— Start of EXCERPTED TEXT —
(click to enlarge photos)


When classes first began Sept. 4, 1895, on the University of Washington’s new Interlaken campus, the students were greeted by the school bell, carried from the old campus to the new, but hanging in the Denny Hall belfry. Denny Hall is out-of-frame up the paved path that runs through the columns to the right. The bell soon became annoyingly familiar after sunrise when the bell ringer took, it seemed, cruel pleasures in waking not only students but also the citizens of Brooklyn. (Brooklyn was the University District’s first popular name.) If the weather were right, the bell could be heard in Renton.
The twenty-foot tall hand-carved columns were examples of the Greek Ionic order. Inevitably, perhaps, they also became iconic, and for some the University’s most representative symbol. Each weighing about one-thousand pounds, they were originally grouped along the façade of the school’s first structure on the original 1861 campus, near what is long since the northeast corner of Seneca

Street and Fourth Avenue. When the classic quartet was detached and moved to the new campus, student preservation activists continued to hope that the entire building would follow them to be reunited in time for the 1909 Alaska Yukon Pacific Exposition. It was not to be. Instead, selected remains of the University’s first home were carved into commemorative canes. The four surviving columns were consigned to this position in the then still future Quad. They were named, “Loyalty”, “Industry”, “Faith”, and “Efficiency.” Neither Jean nor I know which is which.
— End of EXCERPTED TEXT —
— Start of DATA FOR THIS TASK —
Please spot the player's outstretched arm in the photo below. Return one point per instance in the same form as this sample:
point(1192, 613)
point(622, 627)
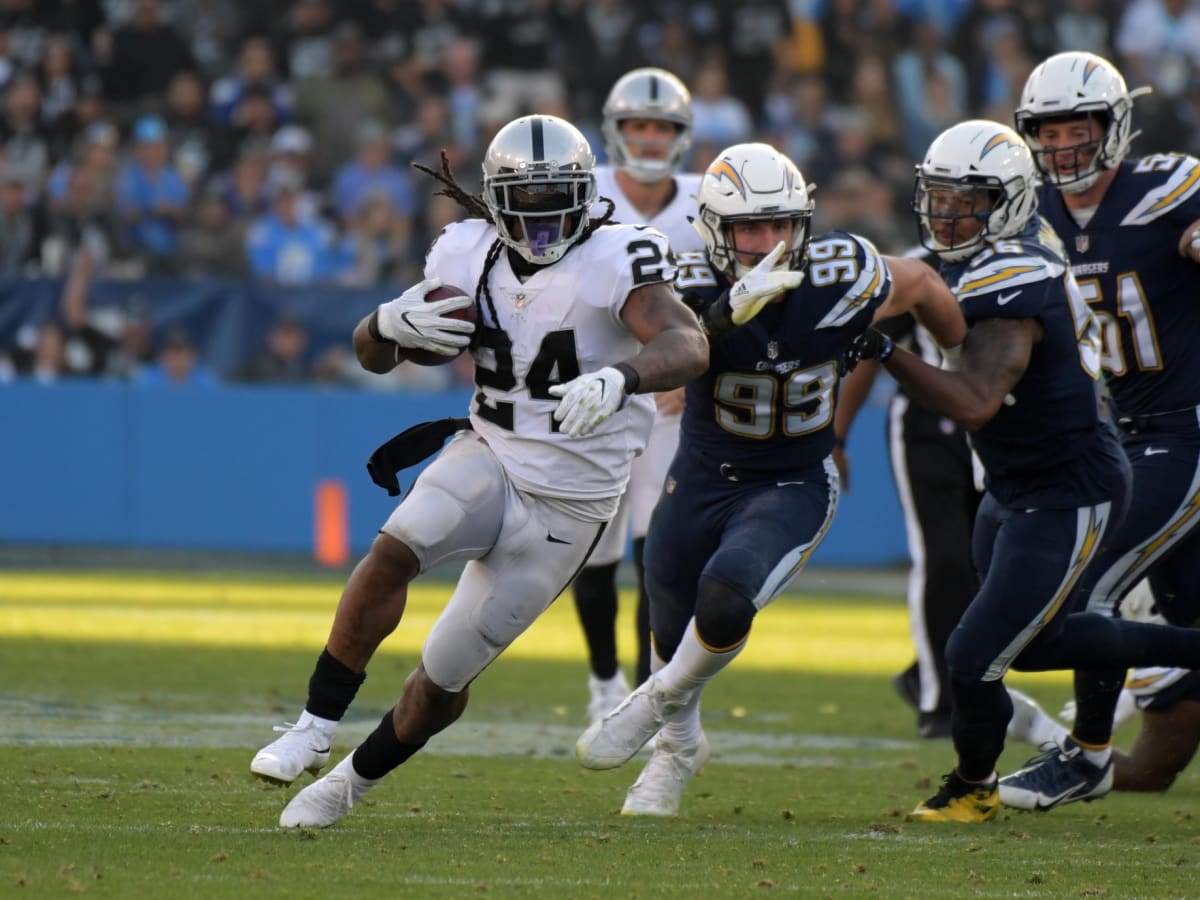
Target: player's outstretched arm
point(918, 288)
point(995, 355)
point(675, 349)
— End of DATA FOR THIS TASK —
> _GOALS_
A) Reproduce the passage on the University of Washington columns word for word, starting with "Street and Fourth" and going on through "which is which.".
B) Update the listing by replacing "outstretched arm" with "raised hand" everywhere it appears. Keep every other part unchanged and leave the picture out of your answer.

> _ANSWER LIST_
A)
Street and Fourth Avenue. When the classic quartet was detached and moved to the new campus, student preservation activists continued to hope that the entire building would follow them to be reunited in time for the 1909 Alaska Yukon Pacific Exposition. It was not to be. Instead, selected remains of the University’s first home were carved into commemorative canes. The four surviving columns were consigned to this position in the then still future Quad. They were named, “Loyalty”, “Industry”, “Faith”, and “Efficiency.” Neither Jean nor I know which is which.

B)
Please spot the player's raised hand in the photo below. Return one point per instance in the same form as this sample:
point(1192, 613)
point(622, 627)
Target: player's raised hand
point(918, 288)
point(995, 355)
point(675, 349)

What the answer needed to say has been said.